» **Try it**: Among the lines of the data, copy those that hold "indicate".

» **Records for this task**:
▼

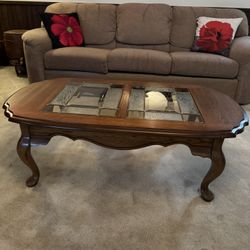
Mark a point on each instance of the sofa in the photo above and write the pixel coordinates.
(142, 42)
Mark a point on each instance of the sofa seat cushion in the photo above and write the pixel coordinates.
(139, 60)
(76, 58)
(203, 64)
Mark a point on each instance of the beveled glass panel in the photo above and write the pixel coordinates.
(163, 104)
(87, 99)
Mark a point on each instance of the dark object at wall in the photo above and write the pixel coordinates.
(14, 49)
(18, 15)
(3, 56)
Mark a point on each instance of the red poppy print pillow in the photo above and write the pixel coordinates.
(215, 35)
(63, 29)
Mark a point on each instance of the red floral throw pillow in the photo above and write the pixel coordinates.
(63, 29)
(215, 35)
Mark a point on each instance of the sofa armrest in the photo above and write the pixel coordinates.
(36, 43)
(240, 52)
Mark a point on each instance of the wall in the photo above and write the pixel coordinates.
(209, 3)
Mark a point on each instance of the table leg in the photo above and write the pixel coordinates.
(24, 152)
(217, 167)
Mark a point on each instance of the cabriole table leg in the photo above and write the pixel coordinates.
(24, 152)
(217, 167)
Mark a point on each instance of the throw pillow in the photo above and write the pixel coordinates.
(63, 29)
(215, 35)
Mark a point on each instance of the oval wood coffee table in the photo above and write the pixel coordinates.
(126, 115)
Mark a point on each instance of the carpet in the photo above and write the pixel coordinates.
(91, 197)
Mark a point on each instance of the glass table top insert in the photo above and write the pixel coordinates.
(151, 103)
(87, 99)
(163, 104)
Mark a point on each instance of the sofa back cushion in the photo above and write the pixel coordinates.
(98, 21)
(143, 24)
(184, 24)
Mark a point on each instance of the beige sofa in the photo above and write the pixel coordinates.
(142, 41)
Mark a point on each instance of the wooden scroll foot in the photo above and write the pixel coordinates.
(24, 152)
(217, 167)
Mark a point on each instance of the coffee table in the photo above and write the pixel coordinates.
(126, 115)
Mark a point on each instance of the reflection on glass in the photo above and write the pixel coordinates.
(162, 104)
(87, 99)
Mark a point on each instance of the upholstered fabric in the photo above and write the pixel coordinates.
(141, 36)
(139, 60)
(63, 29)
(98, 22)
(61, 8)
(160, 47)
(143, 23)
(76, 58)
(203, 64)
(240, 51)
(36, 43)
(184, 23)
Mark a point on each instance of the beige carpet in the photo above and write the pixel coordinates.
(90, 197)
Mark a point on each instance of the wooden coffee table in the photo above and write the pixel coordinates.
(212, 117)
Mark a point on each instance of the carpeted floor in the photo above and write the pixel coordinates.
(90, 197)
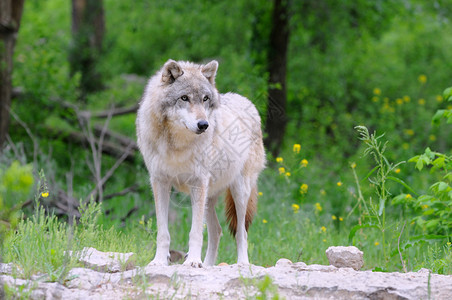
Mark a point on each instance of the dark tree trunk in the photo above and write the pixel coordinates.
(277, 63)
(88, 28)
(10, 15)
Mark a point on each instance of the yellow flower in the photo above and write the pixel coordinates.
(422, 79)
(304, 188)
(409, 132)
(318, 207)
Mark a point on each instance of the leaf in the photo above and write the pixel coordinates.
(400, 181)
(356, 228)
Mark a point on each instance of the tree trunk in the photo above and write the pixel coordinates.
(277, 62)
(88, 28)
(10, 15)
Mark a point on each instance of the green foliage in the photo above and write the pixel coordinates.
(16, 182)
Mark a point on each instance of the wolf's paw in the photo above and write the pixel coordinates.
(193, 263)
(157, 262)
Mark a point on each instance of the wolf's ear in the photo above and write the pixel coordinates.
(210, 70)
(171, 71)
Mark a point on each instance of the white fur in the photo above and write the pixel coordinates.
(229, 154)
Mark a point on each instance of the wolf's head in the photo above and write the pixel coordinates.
(190, 95)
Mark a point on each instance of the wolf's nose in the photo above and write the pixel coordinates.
(202, 125)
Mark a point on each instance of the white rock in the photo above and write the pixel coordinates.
(345, 257)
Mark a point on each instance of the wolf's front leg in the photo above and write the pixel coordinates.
(161, 190)
(198, 200)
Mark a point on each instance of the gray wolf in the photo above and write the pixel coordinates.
(202, 143)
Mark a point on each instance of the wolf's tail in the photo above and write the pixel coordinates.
(231, 213)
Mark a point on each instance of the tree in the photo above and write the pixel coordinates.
(10, 15)
(277, 63)
(88, 29)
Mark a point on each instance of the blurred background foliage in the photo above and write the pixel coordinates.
(382, 64)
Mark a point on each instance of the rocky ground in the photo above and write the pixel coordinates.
(102, 278)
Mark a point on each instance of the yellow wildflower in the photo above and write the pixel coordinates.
(409, 132)
(304, 188)
(422, 79)
(318, 207)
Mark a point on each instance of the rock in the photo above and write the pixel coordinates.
(103, 261)
(283, 262)
(238, 281)
(345, 257)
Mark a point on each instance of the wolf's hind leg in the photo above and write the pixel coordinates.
(240, 191)
(161, 190)
(213, 231)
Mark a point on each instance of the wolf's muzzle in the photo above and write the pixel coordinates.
(202, 126)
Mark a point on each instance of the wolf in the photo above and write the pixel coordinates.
(202, 143)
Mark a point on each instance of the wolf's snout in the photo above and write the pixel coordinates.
(202, 126)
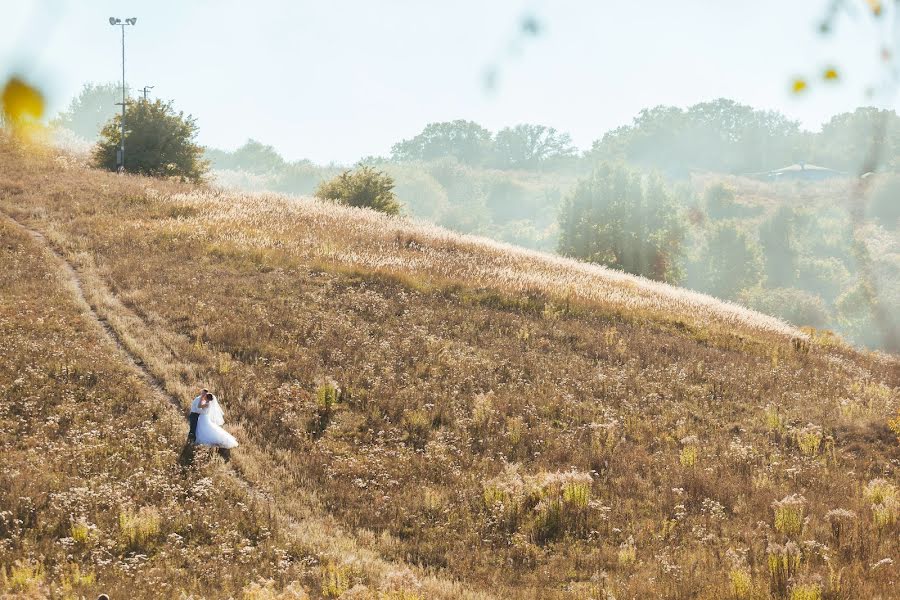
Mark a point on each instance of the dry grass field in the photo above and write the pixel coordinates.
(421, 414)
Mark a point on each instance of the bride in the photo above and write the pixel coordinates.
(209, 425)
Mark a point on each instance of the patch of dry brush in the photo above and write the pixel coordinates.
(528, 425)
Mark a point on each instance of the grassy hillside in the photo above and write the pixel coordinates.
(433, 415)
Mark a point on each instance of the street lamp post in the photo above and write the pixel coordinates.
(120, 162)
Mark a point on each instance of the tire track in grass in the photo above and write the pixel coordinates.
(296, 518)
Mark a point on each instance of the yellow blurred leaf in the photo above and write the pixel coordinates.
(21, 102)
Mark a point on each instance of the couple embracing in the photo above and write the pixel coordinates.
(206, 420)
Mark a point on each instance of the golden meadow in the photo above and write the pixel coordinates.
(422, 414)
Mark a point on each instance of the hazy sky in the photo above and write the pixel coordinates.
(339, 79)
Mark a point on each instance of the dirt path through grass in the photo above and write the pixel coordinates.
(254, 470)
(75, 285)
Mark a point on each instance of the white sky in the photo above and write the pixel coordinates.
(340, 79)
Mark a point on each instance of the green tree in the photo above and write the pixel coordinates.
(528, 146)
(884, 205)
(776, 237)
(365, 187)
(730, 262)
(467, 141)
(720, 135)
(158, 142)
(618, 219)
(91, 109)
(847, 140)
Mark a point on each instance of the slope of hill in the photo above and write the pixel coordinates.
(503, 421)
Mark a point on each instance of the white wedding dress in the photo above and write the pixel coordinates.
(209, 428)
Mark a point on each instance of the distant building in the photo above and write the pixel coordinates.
(799, 172)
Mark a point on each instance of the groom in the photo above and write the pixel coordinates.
(196, 411)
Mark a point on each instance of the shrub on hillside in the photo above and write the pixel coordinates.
(617, 218)
(794, 306)
(365, 187)
(730, 262)
(419, 192)
(719, 200)
(885, 204)
(158, 142)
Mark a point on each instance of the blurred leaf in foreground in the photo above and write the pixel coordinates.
(20, 102)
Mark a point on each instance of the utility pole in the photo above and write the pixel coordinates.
(120, 159)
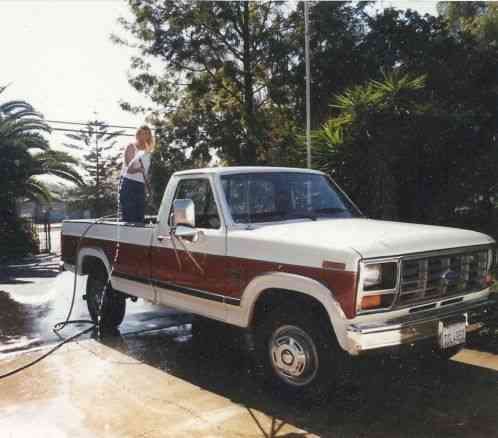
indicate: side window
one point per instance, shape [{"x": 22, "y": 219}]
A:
[{"x": 199, "y": 191}]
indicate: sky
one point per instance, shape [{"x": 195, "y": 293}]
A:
[{"x": 58, "y": 56}]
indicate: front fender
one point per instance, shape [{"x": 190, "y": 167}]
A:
[{"x": 293, "y": 283}]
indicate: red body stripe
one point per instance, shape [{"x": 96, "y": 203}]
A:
[{"x": 228, "y": 276}]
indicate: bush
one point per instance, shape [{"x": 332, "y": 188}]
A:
[{"x": 17, "y": 239}]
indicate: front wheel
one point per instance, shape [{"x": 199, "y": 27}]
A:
[
  {"x": 299, "y": 354},
  {"x": 102, "y": 299}
]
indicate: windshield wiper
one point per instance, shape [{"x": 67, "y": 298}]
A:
[
  {"x": 331, "y": 210},
  {"x": 311, "y": 216}
]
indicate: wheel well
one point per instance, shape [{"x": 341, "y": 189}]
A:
[
  {"x": 91, "y": 263},
  {"x": 271, "y": 299}
]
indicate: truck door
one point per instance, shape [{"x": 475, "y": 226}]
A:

▲

» **Answer to the exercise**:
indicate: side window
indicate: sky
indicate: front fender
indicate: red body stripe
indicate: bush
indicate: front wheel
indicate: windshield wiper
indicate: wheel well
indicate: truck door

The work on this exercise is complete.